#### EXERCISE GOAL
Reproduce in full, word for word, the text below on mammogram screening for breast cancer.

Sevagram is no exception. For example, data obtained from our hospital information system show that in the year 2008, a total of 562 women underwent either a breast biopsy or a fine needle aspiration cytology test. Breast cancer accounted for 237 discharge diagnoses (ICD-10 code C50.9) in 2007. Published data from the Atlas of Cancer Registry of India shows that in 2001-02, as high as 25% of all cancers in women in Wardha district originated in the breast.

Mammogram is a simple test- it takes just 20 minutes to obtain high-quality mammogram. The test does not hurt much, generates impressive images and can detect lumps which elude self-examination. Doctors and public naively believe that mammograms detect early stages of cancer at which time treatment is more effective than at the time of usual diagnosis.

Was the decision to buy a mammogram right? Does an early diagnosis of breast cancer by mammogram really result in longer- and better -cancer-free life?

The best way to answer the question is to look at evidence. JAMA (21 October 2009) provides an objective evidence on the utility of population based screening of women aged 50 and above with a mammogram. JAMA says:

Even in breast cancer, for which there is evidence and agreement that screening saves lives, for every breast cancer death averted, even in the age group for which screening is least controversial (age 50-70 years), 838 women must undergo screening for 6 years, generating thousands of screens, hundreds of biopsies, and many cancers treated as if they were life threatening when they are not.

What about younger women- those below 50 years of age? If these women undergo an annual mammogram for 10 years, mammography will reduce their risk of dying from breast cancer from 3.3 to 2.5 per thousand. Thus, of the 1000 women who follow the annual ritual of mammography for 10 years, only 1 of them will have her life prolonged. For every 1000 women screened, 100 – 500 (10 – 50 %) will end up with a false positive result and many women will be subjected – unnecessarily- to disfiguring surgery, radiotherapy and chemotherapy, although none of these treatments may not actually work.

#### DATA FOR REVIEW
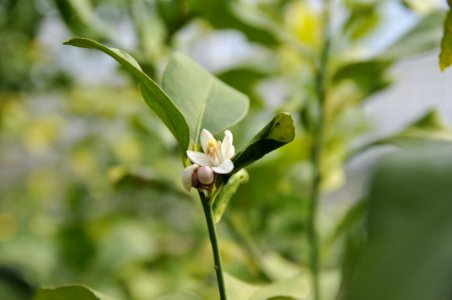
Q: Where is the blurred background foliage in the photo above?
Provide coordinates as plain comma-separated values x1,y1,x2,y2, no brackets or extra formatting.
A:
0,0,452,300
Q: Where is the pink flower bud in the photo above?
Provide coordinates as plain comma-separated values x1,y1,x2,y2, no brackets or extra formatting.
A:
197,166,215,185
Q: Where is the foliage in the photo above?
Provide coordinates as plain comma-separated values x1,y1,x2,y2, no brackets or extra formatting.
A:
0,0,452,300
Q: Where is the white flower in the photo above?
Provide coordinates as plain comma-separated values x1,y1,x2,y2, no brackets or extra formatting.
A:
187,129,235,174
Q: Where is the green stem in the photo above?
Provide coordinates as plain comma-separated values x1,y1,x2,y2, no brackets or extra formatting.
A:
199,192,227,300
307,0,331,300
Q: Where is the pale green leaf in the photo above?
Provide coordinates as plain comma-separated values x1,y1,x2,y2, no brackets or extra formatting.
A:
64,38,189,151
33,285,118,300
163,54,249,143
212,169,249,223
382,11,444,59
382,110,452,148
232,113,295,172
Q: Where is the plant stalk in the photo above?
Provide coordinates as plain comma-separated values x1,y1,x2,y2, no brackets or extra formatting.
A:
199,192,227,300
307,0,331,300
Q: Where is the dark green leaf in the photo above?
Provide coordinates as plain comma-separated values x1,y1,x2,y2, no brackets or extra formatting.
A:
212,169,249,223
325,200,369,246
225,274,309,300
64,38,189,151
343,145,452,300
33,285,117,300
163,54,249,143
439,10,452,71
232,113,295,172
382,11,444,59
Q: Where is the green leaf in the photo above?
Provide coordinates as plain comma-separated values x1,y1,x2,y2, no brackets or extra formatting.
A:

#### EXERCISE RESULT
Sevagram is no exception. For example, data obtained from our hospital information system show that in the year 2008, a total of 562 women underwent either a breast biopsy or a fine needle aspiration cytology test. Breast cancer accounted for 237 discharge diagnoses (ICD-10 code C50.9) in 2007. Published data from the Atlas of Cancer Registry of India shows that in 2001-02, as high as 25% of all cancers in women in Wardha district originated in the breast.

Mammogram is a simple test- it takes just 20 minutes to obtain high-quality mammogram. The test does not hurt much, generates impressive images and can detect lumps which elude self-examination. Doctors and public naively believe that mammograms detect early stages of cancer at which time treatment is more effective than at the time of usual diagnosis.

Was the decision to buy a mammogram right? Does an early diagnosis of breast cancer by mammogram really result in longer- and better -cancer-free life?

The best way to answer the question is to look at evidence. JAMA (21 October 2009) provides an objective evidence on the utility of population based screening of women aged 50 and above with a mammogram. JAMA says:

Even in breast cancer, for which there is evidence and agreement that screening saves lives, for every breast cancer death averted, even in the age group for which screening is least controversial (age 50-70 years), 838 women must undergo screening for 6 years, generating thousands of screens, hundreds of biopsies, and many cancers treated as if they were life threatening when they are not.

What about younger women- those below 50 years of age? If these women undergo an annual mammogram for 10 years, mammography will reduce their risk of dying from breast cancer from 3.3 to 2.5 per thousand. Thus, of the 1000 women who follow the annual ritual of mammography for 10 years, only 1 of them will have her life prolonged. For every 1000 women screened, 100 – 500 (10 – 50 %) will end up with a false positive result and many women will be subjected – unnecessarily- to disfiguring surgery, radiotherapy and chemotherapy, although none of these treatments may not actually work.